### To do
Gather every line in the rows below that contains the string "cycling", and copy each such line in full. The match is case-sensitive.

### Records to process
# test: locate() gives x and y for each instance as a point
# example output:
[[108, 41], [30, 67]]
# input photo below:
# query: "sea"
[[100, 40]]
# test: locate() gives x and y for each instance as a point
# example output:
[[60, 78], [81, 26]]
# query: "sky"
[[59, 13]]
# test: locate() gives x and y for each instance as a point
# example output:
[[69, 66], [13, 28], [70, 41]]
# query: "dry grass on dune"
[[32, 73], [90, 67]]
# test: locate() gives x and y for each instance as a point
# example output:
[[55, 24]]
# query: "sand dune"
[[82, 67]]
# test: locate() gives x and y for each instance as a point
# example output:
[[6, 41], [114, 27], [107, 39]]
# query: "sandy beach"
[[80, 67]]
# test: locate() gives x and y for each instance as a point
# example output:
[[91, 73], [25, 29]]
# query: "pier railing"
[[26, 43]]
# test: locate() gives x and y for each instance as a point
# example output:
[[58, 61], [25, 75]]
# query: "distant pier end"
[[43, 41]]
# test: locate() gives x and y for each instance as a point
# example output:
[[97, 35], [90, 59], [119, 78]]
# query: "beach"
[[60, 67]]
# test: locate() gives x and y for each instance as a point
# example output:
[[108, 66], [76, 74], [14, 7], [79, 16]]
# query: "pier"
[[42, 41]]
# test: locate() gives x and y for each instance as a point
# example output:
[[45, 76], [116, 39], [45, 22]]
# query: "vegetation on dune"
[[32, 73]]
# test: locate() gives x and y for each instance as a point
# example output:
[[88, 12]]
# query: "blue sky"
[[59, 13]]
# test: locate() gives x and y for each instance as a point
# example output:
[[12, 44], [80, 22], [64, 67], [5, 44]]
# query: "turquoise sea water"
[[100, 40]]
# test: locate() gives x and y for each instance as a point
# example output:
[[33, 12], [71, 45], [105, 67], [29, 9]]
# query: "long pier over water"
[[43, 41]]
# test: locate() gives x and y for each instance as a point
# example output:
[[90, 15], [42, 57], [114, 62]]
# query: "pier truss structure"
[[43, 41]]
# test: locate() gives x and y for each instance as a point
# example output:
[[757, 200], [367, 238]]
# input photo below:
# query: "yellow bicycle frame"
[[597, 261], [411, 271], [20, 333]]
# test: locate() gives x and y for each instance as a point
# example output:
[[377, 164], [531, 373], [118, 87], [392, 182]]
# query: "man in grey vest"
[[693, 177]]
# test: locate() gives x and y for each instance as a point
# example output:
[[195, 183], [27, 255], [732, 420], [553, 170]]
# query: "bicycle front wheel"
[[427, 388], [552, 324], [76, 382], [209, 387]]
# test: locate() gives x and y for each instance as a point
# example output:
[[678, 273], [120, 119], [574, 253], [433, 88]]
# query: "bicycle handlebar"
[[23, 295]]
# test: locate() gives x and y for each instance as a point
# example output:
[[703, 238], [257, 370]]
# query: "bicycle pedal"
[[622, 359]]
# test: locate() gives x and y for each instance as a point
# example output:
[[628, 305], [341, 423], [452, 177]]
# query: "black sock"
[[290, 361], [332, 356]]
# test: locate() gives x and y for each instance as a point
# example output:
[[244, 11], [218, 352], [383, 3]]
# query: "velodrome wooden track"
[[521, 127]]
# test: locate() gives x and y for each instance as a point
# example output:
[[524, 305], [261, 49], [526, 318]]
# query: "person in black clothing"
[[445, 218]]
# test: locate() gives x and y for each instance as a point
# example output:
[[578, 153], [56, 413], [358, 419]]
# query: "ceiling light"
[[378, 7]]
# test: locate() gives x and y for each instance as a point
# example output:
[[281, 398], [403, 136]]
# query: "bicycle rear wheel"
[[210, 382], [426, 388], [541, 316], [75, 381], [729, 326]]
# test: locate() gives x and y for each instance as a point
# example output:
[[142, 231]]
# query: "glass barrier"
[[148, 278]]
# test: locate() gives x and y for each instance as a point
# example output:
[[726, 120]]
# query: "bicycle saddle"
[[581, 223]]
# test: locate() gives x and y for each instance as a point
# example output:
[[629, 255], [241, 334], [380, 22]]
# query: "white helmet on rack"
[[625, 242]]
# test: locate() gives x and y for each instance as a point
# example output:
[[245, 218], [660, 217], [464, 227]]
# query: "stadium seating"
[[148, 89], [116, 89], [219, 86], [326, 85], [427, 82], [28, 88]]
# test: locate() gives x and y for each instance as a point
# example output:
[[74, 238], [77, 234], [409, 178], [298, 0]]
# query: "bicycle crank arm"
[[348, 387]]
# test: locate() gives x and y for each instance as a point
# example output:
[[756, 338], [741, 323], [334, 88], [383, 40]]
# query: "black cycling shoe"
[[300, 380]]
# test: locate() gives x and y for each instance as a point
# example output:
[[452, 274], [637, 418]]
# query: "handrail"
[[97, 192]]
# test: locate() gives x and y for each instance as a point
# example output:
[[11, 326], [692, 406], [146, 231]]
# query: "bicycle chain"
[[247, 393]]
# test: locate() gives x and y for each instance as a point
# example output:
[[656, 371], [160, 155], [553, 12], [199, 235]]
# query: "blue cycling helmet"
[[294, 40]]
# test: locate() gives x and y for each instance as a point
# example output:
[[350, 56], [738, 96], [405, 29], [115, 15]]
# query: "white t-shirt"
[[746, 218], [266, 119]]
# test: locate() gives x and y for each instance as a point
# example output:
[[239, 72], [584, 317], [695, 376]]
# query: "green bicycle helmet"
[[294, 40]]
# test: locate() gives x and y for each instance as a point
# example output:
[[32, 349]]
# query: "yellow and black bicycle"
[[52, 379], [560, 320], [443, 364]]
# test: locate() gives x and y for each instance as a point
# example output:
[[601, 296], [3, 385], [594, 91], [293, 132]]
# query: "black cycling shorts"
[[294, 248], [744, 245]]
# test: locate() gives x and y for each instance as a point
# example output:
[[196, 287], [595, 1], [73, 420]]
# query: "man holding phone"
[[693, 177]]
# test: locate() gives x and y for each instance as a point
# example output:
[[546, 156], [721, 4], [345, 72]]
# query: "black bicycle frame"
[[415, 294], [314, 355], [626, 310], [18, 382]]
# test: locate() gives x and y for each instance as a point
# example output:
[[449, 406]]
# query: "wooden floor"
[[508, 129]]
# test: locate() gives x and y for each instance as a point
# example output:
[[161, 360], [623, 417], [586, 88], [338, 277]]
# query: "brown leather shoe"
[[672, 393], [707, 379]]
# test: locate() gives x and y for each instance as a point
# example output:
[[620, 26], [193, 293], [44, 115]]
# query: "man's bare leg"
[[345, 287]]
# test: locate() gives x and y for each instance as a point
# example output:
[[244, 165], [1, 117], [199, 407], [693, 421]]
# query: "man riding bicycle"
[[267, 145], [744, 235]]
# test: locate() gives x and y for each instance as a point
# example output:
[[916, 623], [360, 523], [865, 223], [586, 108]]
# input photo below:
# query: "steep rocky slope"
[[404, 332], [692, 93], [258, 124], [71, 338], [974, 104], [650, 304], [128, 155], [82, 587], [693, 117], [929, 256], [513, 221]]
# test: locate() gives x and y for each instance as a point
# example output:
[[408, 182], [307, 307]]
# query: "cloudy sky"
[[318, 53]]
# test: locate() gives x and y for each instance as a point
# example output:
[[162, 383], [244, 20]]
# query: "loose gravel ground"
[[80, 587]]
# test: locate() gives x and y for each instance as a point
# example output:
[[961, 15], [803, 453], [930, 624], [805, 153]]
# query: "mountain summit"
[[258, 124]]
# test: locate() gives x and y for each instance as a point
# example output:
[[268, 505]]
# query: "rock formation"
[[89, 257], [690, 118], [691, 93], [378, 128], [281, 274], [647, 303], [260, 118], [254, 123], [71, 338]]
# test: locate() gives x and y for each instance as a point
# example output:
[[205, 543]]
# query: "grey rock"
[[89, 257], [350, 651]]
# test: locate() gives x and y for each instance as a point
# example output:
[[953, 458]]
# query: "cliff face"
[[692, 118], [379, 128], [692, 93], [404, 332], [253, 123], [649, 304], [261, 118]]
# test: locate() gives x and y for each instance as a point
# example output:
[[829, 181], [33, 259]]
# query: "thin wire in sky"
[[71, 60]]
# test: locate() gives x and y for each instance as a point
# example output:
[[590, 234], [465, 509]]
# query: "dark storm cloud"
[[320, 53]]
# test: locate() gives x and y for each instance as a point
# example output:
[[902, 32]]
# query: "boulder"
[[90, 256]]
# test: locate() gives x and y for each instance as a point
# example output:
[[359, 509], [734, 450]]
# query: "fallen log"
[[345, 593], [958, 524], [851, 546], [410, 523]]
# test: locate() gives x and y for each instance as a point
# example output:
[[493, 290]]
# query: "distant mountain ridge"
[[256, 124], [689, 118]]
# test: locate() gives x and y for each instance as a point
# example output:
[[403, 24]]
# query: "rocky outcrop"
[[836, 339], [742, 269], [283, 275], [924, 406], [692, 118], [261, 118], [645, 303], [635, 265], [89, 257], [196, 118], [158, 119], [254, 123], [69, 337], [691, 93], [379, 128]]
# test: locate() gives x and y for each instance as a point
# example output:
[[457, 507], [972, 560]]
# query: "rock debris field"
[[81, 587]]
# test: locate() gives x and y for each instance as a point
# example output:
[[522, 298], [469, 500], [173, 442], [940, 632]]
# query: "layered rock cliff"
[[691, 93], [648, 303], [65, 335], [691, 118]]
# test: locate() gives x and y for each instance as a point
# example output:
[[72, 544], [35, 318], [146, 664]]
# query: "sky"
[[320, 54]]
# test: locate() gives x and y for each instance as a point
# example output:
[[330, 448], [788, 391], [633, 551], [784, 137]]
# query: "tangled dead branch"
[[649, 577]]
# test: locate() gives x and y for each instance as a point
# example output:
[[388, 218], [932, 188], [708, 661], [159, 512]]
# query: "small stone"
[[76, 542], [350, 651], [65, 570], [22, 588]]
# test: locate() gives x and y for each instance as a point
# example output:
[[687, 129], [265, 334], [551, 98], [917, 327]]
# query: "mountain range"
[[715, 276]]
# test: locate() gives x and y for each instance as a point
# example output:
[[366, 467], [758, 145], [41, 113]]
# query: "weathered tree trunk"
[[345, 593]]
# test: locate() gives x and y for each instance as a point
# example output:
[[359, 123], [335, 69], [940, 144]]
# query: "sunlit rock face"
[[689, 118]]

### Answer to this exercise
# query: "black cycling shoe"
# query: "blue cycling helmet"
# query: "black cycling shorts"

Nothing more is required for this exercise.